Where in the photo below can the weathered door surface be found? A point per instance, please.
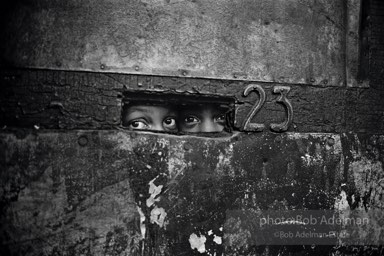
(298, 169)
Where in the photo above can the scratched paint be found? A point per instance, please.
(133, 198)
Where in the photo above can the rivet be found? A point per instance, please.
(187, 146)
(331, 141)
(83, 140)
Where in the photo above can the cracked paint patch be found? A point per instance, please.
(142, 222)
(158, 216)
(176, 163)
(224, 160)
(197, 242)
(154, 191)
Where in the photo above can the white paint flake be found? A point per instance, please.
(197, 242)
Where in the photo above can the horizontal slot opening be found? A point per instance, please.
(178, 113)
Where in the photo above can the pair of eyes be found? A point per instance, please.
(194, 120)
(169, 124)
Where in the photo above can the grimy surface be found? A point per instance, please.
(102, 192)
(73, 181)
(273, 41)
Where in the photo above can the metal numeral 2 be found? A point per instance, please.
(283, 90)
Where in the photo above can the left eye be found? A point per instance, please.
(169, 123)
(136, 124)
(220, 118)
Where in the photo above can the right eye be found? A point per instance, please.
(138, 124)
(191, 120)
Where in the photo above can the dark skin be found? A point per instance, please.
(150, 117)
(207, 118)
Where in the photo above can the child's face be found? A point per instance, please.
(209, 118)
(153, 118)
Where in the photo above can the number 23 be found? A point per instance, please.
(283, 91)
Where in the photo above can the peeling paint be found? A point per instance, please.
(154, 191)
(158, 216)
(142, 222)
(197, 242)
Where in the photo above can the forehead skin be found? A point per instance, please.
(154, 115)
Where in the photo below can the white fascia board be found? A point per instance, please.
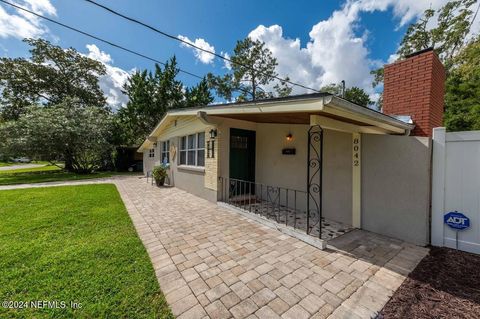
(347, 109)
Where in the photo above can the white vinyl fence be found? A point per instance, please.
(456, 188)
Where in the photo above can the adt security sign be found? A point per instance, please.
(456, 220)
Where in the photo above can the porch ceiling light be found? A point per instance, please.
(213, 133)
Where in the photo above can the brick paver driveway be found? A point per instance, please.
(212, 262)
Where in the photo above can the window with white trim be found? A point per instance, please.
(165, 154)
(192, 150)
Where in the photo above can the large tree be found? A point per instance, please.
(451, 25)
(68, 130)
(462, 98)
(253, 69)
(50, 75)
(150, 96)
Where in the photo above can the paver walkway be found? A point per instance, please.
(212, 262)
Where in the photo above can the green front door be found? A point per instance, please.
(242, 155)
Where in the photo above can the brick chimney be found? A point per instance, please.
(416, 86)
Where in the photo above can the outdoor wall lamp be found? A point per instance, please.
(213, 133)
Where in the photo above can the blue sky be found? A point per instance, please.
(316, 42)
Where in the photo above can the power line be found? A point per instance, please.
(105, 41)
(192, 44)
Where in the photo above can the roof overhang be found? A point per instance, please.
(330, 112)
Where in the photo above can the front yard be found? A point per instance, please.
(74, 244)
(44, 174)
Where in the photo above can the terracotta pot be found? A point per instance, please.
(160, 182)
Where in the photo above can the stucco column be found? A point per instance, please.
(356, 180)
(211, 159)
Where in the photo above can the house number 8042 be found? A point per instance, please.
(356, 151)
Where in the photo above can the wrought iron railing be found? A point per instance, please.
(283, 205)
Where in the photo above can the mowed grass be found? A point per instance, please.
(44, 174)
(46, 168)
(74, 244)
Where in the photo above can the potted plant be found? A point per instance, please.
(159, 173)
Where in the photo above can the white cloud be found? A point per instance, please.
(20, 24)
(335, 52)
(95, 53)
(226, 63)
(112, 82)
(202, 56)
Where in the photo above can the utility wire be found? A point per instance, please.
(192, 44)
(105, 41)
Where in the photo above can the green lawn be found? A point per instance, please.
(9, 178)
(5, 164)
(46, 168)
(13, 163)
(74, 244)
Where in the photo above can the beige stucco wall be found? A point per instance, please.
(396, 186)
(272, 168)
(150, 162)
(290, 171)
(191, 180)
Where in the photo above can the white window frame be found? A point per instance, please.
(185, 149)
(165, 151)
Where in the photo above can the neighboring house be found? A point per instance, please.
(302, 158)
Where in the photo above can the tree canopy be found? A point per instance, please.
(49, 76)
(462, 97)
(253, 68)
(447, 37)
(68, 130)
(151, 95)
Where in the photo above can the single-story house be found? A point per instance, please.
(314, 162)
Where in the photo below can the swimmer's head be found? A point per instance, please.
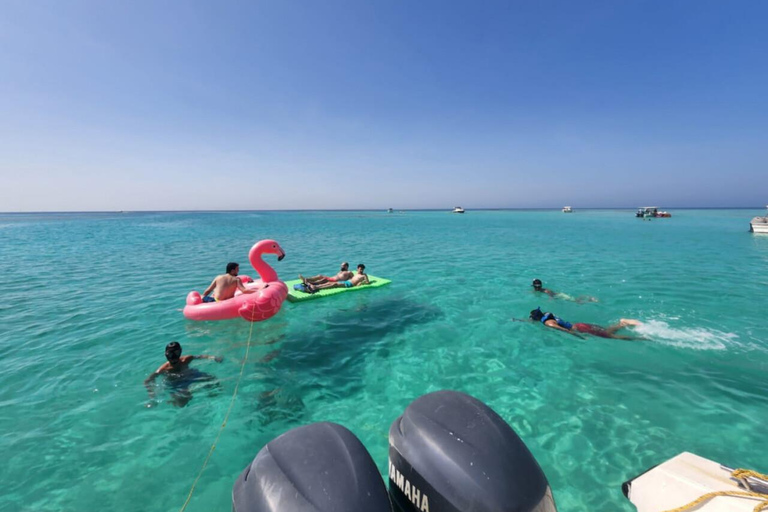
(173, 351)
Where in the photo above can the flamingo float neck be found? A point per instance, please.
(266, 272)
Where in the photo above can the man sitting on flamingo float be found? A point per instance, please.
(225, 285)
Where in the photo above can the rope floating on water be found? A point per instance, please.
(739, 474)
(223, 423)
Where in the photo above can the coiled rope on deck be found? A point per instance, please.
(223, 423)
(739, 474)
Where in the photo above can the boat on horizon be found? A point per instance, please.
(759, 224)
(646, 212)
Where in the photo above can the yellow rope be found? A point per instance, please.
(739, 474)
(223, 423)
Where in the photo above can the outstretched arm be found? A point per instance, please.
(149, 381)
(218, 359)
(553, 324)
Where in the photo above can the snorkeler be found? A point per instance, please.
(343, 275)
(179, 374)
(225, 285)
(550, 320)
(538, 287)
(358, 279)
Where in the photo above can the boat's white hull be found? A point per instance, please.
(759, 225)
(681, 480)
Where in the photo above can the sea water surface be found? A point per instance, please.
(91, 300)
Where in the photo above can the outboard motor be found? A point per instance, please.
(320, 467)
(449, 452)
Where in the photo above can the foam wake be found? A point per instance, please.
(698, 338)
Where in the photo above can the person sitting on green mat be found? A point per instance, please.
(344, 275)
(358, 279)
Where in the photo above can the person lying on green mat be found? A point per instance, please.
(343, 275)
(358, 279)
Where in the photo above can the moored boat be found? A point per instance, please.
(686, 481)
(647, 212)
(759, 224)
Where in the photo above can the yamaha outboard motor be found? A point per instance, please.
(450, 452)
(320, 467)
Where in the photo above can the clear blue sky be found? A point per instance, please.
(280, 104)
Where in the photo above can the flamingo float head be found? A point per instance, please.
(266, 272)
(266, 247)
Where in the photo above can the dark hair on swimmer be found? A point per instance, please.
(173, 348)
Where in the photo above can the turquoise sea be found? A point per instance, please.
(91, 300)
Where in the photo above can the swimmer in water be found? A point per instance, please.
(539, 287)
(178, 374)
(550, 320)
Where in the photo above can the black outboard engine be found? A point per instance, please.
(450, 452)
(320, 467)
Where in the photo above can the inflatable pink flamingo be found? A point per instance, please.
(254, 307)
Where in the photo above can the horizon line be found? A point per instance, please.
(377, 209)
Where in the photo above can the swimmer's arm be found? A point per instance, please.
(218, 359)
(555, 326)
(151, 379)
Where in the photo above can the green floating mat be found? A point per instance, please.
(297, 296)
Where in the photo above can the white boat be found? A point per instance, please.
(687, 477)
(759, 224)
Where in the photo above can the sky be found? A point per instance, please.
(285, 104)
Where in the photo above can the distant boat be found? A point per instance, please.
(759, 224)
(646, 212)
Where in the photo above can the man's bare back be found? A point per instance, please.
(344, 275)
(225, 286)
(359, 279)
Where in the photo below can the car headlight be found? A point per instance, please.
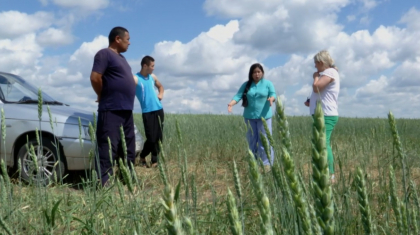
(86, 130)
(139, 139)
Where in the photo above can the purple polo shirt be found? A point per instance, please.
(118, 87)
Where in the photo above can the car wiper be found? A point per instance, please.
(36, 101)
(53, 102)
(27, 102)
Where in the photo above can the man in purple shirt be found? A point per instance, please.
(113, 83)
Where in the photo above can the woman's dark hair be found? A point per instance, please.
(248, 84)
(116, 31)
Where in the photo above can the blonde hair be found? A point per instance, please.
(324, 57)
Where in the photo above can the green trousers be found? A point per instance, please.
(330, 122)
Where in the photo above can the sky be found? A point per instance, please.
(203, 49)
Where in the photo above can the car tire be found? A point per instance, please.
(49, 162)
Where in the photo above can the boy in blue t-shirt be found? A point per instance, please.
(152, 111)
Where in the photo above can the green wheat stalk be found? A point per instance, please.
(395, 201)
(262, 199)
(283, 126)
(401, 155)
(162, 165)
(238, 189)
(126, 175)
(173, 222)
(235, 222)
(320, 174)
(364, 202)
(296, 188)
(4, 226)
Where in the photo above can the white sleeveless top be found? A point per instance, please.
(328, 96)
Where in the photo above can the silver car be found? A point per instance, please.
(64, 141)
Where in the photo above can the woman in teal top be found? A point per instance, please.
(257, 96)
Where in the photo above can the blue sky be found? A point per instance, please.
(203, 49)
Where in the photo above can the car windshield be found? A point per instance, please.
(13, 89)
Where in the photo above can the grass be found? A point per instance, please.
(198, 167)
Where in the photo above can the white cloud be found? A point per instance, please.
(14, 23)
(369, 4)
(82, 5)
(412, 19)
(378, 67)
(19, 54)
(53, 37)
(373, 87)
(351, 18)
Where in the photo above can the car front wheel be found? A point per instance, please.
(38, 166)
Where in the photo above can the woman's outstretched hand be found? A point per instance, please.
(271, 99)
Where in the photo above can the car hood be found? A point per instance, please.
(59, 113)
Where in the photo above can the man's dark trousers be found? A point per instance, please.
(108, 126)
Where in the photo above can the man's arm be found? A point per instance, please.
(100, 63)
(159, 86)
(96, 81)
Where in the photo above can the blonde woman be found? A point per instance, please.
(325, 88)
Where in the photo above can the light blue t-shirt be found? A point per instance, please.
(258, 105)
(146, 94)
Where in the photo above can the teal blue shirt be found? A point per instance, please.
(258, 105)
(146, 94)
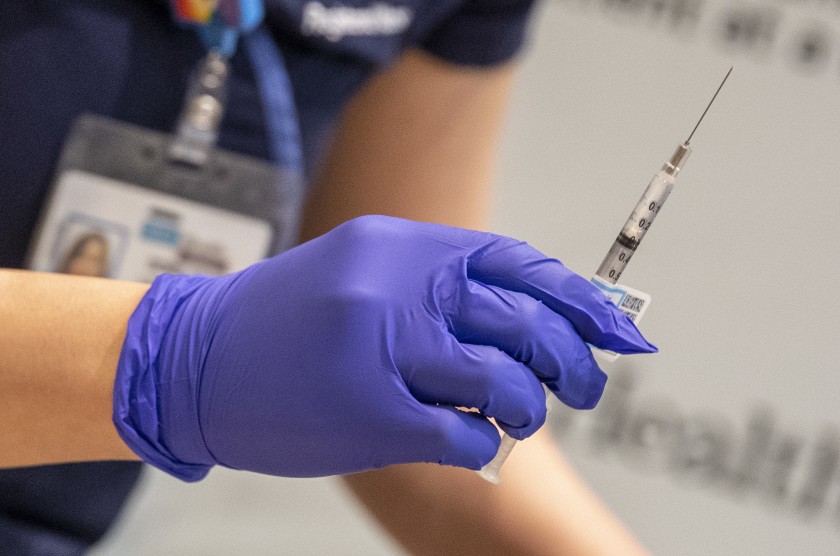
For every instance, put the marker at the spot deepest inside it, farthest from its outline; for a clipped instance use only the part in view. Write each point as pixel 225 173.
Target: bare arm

• _TO DO_: Pictures are left out; print exactly the lines from the one holding "Where in the photo above can the man's arm" through the last line of the listing above, both included.

• _OUTPUT BELOW_:
Where in the photo above can the man's arm be found? A point per instance, please.
(100, 63)
(159, 86)
(96, 81)
Where in the photo above can the blonde woman be found? A point per instance, please.
(325, 88)
Where in the photo above can the light blue t-shirt be found? A point per instance, please.
(258, 105)
(146, 94)
Where in the photo above can the teal blue shirt be found? A point per instance, please.
(258, 105)
(146, 94)
For every instance, put the marker at the spot deepest inside it, farthest from its outline; for a clipped instance use only the part in view. Write each point as pixel 225 173.
Target: bare arm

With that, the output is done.